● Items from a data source
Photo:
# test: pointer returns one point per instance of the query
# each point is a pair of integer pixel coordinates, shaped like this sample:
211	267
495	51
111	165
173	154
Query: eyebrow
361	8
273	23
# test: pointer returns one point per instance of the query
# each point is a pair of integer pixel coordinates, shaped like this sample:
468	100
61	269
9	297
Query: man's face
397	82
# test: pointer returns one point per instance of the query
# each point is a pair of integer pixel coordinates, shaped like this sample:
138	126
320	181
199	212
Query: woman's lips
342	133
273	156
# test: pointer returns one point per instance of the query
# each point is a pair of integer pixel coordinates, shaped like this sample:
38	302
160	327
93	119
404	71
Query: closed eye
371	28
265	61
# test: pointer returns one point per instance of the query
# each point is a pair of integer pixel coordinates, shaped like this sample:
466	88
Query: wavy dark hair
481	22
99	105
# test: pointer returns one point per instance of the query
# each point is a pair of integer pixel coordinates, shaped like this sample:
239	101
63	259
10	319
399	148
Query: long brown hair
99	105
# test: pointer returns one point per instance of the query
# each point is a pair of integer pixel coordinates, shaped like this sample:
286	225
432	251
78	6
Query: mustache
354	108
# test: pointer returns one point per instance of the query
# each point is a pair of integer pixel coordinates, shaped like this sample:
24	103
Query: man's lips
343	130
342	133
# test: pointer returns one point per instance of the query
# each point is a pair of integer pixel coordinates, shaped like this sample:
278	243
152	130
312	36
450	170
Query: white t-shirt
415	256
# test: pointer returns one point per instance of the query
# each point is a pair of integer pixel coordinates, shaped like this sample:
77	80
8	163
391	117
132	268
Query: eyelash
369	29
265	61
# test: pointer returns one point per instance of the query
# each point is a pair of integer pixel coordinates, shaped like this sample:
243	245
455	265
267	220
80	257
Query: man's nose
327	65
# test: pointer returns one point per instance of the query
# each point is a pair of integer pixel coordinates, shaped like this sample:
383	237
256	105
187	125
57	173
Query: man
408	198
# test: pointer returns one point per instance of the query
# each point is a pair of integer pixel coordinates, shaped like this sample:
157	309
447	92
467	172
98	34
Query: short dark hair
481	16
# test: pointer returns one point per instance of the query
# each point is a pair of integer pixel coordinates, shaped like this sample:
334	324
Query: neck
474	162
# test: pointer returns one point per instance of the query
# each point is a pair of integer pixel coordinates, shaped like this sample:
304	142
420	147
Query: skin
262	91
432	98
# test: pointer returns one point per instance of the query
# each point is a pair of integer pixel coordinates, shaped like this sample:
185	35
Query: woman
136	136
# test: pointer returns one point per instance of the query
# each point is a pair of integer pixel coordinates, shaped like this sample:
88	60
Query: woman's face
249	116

● Task statement
Type out the material again exactly as presented.

● Task solution
Photo:
# test: pointer returns one point per instance of the query
# each point is a pair of integer pixel coordinates, shaped like this sample:
211	267
495	51
111	165
173	154
Query: eyebrow
361	8
273	23
# test: pointer returns one point per instance of the query
# each point is a pair of integer pixel coordinates, shaped like this sample:
468	100
61	269
9	297
Query: man's face
397	82
# test: pointer returns one point per instance of the query
# each point is a pair of integer pixel coordinates, shaped like this sample:
138	126
320	181
199	212
Query: woman's lips
342	133
273	156
# test: pointer returns one point per instance of the query
# each point is a pair of integer pixel coordinates, shaped like this sample:
38	302
160	327
93	119
404	71
Query: closed eye
371	28
265	61
# test: pointer returns one point per instance of the query
# each point is a pair of integer pixel coordinates, shaped like this sample:
466	88
Query: wavy dark hair
481	22
99	105
# test: pointer returns one point per instance of the query
# each point is a pair of integer pixel coordinates, shaped like this sample:
239	101
63	259
10	319
399	148
Query: long brown hair
99	105
# test: pointer returns one point per instance of the query
# each point is a pair of integer pixel coordinates, shaped like this sample:
286	225
432	251
78	6
Query: mustache
354	108
# test: pointer returns one point per instance of the query
# each point is a pair of integer pixel coordinates, shaped like this sample:
24	103
Query: man's lips
343	130
342	133
# test: pointer returns one point per instance of the query
# each point is a pair of integer pixel coordinates, shaped like this sample:
278	243
152	130
312	36
450	170
Query: white t-shirt
415	256
# test: pointer returns one point per instance of the query
# each point is a pair of integer pixel coordinates, shaped like this sample:
77	80
8	163
391	117
132	268
Query: eyelash
369	29
265	61
# test: pointer returns one point per instance of the query
# each point is a pair of integer pixel coordinates, shaped like this sample:
243	245
455	265
267	220
80	257
Query: man's nose
327	65
# test: pointer returns one point per instance of the query
# each point is a pair of integer pixel coordinates, shaped like this sample:
383	237
256	105
187	125
57	173
Query: man
408	198
# test: pointer returns one point per instance of the query
# each point is a pair of integer pixel coordinates, shaped like this sample:
157	309
447	92
467	172
98	34
Query: short dark hair
481	16
# test: pointer returns one point per instance of the query
# each point is a pair of integer pixel coordinates, shaped like this sample:
334	324
Query: neck
474	162
# test: pointer returns one point per instance of the query
# each point is a pair of integer pixel coordinates, shaped like this sample:
304	142
420	147
Query: skin
262	91
432	98
# test: pointer returns one point per instance of the query
# each point is a pair of integer pixel coordinates, shaped like this sample:
185	35
Query: woman
136	136
# test: pointer returns one point per instance of the query
# each point is a pair of integer pixel coordinates, shaped like this sample:
88	60
Query: woman's face
249	116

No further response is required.